__WORK INSTRUCTIONS__
Repeat every line below exactly, word for word.

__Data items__
= = =

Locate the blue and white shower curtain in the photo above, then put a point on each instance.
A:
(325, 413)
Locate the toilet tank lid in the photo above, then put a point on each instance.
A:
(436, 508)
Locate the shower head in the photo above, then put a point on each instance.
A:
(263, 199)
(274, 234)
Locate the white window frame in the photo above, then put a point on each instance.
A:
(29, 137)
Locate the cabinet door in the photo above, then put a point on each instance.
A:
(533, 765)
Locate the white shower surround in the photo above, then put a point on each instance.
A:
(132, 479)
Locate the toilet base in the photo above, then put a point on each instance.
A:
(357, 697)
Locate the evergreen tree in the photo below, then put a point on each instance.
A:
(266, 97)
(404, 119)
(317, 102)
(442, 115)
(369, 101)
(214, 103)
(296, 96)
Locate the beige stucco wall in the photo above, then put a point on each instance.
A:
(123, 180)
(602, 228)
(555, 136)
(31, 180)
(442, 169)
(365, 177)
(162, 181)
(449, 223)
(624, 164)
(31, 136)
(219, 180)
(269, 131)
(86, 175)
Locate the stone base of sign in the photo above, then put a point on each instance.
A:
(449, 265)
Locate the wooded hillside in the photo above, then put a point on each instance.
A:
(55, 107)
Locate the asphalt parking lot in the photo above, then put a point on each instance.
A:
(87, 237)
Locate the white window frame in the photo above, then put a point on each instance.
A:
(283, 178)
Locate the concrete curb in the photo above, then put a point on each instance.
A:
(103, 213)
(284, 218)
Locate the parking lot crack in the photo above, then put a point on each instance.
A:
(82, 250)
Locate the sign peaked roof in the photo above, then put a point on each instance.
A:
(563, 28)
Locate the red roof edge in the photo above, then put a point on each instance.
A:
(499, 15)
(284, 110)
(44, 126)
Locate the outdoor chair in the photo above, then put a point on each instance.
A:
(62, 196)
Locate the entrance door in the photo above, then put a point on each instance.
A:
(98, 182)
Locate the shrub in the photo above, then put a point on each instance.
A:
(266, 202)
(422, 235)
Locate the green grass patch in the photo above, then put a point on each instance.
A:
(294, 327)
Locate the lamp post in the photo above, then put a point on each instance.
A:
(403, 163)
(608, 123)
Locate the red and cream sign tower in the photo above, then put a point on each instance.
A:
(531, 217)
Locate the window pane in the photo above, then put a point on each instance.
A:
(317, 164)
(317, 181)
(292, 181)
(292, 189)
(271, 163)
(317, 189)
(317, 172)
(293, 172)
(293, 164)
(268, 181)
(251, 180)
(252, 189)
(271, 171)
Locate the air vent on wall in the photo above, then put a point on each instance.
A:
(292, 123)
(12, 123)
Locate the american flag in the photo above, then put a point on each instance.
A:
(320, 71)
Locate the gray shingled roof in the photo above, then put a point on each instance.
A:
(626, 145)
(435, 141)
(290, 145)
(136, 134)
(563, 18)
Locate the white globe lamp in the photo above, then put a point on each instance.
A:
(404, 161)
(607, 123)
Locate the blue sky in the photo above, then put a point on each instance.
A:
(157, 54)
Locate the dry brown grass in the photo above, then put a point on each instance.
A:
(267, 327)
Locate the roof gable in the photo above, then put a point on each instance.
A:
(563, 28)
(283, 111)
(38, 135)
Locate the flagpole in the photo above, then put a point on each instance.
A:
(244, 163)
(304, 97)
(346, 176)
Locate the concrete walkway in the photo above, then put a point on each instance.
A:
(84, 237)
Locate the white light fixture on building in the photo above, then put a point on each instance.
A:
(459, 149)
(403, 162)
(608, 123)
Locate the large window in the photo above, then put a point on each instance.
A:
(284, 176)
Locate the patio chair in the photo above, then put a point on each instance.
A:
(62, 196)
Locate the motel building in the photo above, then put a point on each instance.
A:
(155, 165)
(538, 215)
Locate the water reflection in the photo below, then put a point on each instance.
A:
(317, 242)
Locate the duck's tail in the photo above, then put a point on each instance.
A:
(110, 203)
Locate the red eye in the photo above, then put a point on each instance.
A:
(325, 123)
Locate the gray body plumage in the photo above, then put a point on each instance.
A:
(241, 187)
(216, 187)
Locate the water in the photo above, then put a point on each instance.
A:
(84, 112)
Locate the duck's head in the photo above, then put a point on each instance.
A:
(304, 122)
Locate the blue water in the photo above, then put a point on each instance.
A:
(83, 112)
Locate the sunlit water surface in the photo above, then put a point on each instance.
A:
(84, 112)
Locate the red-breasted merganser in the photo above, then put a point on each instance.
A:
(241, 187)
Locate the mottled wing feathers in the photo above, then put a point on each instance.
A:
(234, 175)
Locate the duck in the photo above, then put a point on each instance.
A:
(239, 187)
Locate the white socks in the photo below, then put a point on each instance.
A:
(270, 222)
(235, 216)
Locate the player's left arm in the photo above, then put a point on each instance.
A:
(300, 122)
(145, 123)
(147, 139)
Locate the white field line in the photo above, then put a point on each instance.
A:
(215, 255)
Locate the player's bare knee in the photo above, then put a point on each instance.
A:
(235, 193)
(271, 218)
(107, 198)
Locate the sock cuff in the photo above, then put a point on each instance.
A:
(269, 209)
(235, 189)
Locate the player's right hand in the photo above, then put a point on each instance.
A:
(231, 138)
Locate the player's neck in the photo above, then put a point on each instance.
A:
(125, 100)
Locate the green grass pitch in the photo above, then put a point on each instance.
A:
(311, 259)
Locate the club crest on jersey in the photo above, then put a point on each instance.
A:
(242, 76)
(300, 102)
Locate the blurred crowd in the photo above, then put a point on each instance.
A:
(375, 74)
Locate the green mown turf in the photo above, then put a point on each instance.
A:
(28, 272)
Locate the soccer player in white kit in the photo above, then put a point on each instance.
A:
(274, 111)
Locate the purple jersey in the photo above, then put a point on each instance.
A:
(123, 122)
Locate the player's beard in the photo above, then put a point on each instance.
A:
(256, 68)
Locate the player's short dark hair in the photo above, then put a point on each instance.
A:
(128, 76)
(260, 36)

= = =

__RESPONSE TO THIS EXERCISE__
Locate the blue and white shower curtain in the photo above, then put a point on each instance.
A:
(325, 413)
Locate the toilet tank lid in the photo above, then put a point on each instance.
A:
(436, 508)
Locate the shower head in the photo above, then put a point on each instance.
A:
(263, 199)
(274, 234)
Locate the white window frame in the photo above, then put a point on each instance.
A:
(29, 137)
Locate the cabinet door in the photo above, then put a point on each instance.
A:
(533, 765)
Locate the white shower surround in the photo above, then put a point on each instance.
A:
(132, 479)
Locate the toilet base in the photo above, then put a point on each instance.
A:
(357, 697)
Locate the evergreen tree in the photo below, then put a point on each instance.
A:
(266, 97)
(404, 119)
(317, 102)
(442, 115)
(369, 101)
(214, 103)
(296, 96)
Locate the beige stucco wall in the photo above, then put a point on each instance.
A:
(123, 180)
(602, 228)
(555, 136)
(31, 180)
(442, 169)
(365, 177)
(162, 181)
(449, 223)
(624, 164)
(31, 136)
(219, 180)
(269, 131)
(86, 175)
Locate the stone base of sign in the photo above, then put a point on each instance.
A:
(449, 265)
Locate the wooded hillside in the photo above, then put a point on each instance.
A:
(55, 107)
Locate the asphalt parking lot in the photo above, then put a point on each instance.
A:
(87, 237)
Locate the white window frame in the photo above, then put a point on each instance.
A:
(283, 178)
Locate the concrete curb in the photo above, then put a point on each instance.
A:
(103, 213)
(284, 218)
Locate the parking lot crack in the photo above, then put a point on each instance.
A:
(82, 250)
Locate the sign peaked roof in the photo above, then put a point on each instance.
A:
(563, 28)
Locate the red roof edge in the photo above, then put a point on each instance.
A:
(499, 15)
(284, 110)
(44, 126)
Locate the outdoor chair in the photo above, then put a point on each instance.
A:
(62, 196)
Locate the entrance door in the photo above, then put a point on each instance.
A:
(98, 182)
Locate the shrub in the photo above, then put a point on each instance.
A:
(266, 202)
(422, 235)
Locate the green grass patch in the photo above, then put a point on each instance.
A:
(294, 327)
Locate the lamp post in the photo above, then put a point on each instance.
A:
(403, 163)
(608, 123)
Locate the red and cream sign tower in the photo above, then put a point on each instance.
A:
(531, 217)
Locate the window pane in the photo above, then put a point on each instance.
A:
(317, 164)
(317, 181)
(292, 181)
(292, 189)
(271, 163)
(317, 189)
(317, 172)
(293, 172)
(293, 164)
(268, 181)
(251, 180)
(252, 189)
(271, 171)
Locate the air vent on wall in the photo above, then put a point on each instance.
A:
(292, 123)
(12, 123)
Locate the american flag in the photo above, then put a point on each instance.
A:
(320, 71)
Locate the gray shingled roof in the photo above, then put a point on each instance.
A:
(626, 145)
(435, 141)
(290, 145)
(136, 134)
(563, 18)
Locate the white globe lamp in the photo above, then put a point on each instance.
A:
(404, 161)
(607, 123)
Locate the blue sky in the photo above, then put a point on each instance.
A:
(157, 54)
Locate the dry brown grass in the photo above, then put a point on each instance.
A:
(267, 327)
Locate the roof gable in the photo above, then put a point on each instance.
A:
(563, 28)
(283, 111)
(38, 135)
Locate the flagpole in the photo above, then put a point on each instance.
A:
(244, 163)
(304, 97)
(346, 176)
Locate the concrete walkway in the photo above, then put a point on each instance.
A:
(84, 237)
Locate the white light fixture on building in the photo above, then put a point on each instance.
A:
(459, 149)
(403, 162)
(608, 123)
Locate the large window in the photo above, then put a point on each instance.
A:
(284, 176)
Locate the patio chair in the photo above, then put a point on each instance.
A:
(62, 196)
Locate the motel building in the photo above, then put a point on each instance.
A:
(155, 165)
(538, 215)
Locate the water reflection in the photo below, then put a point on each instance.
A:
(317, 242)
Locate the duck's tail in the photo above, then put a point on each instance.
A:
(110, 203)
Locate the red eye in the photo above, then put a point on each instance.
A:
(325, 123)
Locate the gray body plumage in the photo above, then put a point on each instance.
A:
(241, 187)
(216, 187)
Locate the water in the photo above, then put a point on each instance.
A:
(84, 112)
Locate the duck's head in the photo above, then put a point on each instance.
A:
(304, 122)
Locate the blue water in the photo above, then put a point on each instance.
A:
(83, 112)
Locate the sunlit water surface in the photo above, then put a point on each instance.
A:
(84, 112)
Locate the red-breasted merganser in the photo above, then put a point on each instance.
A:
(241, 187)
Locate the mottled wing feathers in the photo above, then put a point on each instance.
A:
(234, 175)
Locate the duck in the photo above, then put a point on each instance.
A:
(239, 187)
Locate the white socks in the photo below, then put a point on each instance.
A:
(270, 222)
(235, 216)
Locate the player's left arm in the photo above, then put a point on each instance.
A:
(300, 122)
(145, 123)
(147, 139)
Locate the white field line in the photo above, then put a point on each instance.
A:
(215, 255)
Locate the player's bare knee in the photo above, then put a point on each instance.
A:
(235, 193)
(271, 218)
(107, 198)
Locate the sock cuff in the photo above, then put a point on each instance.
A:
(269, 209)
(235, 189)
Locate the player's right hand in the photo above, then put a point on each instance.
A:
(231, 138)
Locate the player's neck in the photo above, then put a point on each instance.
A:
(125, 100)
Locate the green grass pitch in the photo above, then put a point on each instance.
A:
(311, 259)
Locate the club crest on jersey in the photo above, then put a point on each instance.
A:
(242, 76)
(300, 102)
Locate the blurred crowd in the photo above, then put a point on each instance.
A:
(375, 74)
Locate the green mown turf in the photo above, then put a point on each instance.
A:
(28, 272)
Locate the soccer player in white kit in the photo above, then put a point on each instance.
A:
(274, 111)
Locate the purple jersey in the photo above, then put a point on each instance.
A:
(123, 122)
Locate the player's beard in the photo above, then put a point on each instance.
A:
(256, 68)
Locate the player's short dark hair in the photo above, then put a point on each instance.
A:
(128, 76)
(260, 36)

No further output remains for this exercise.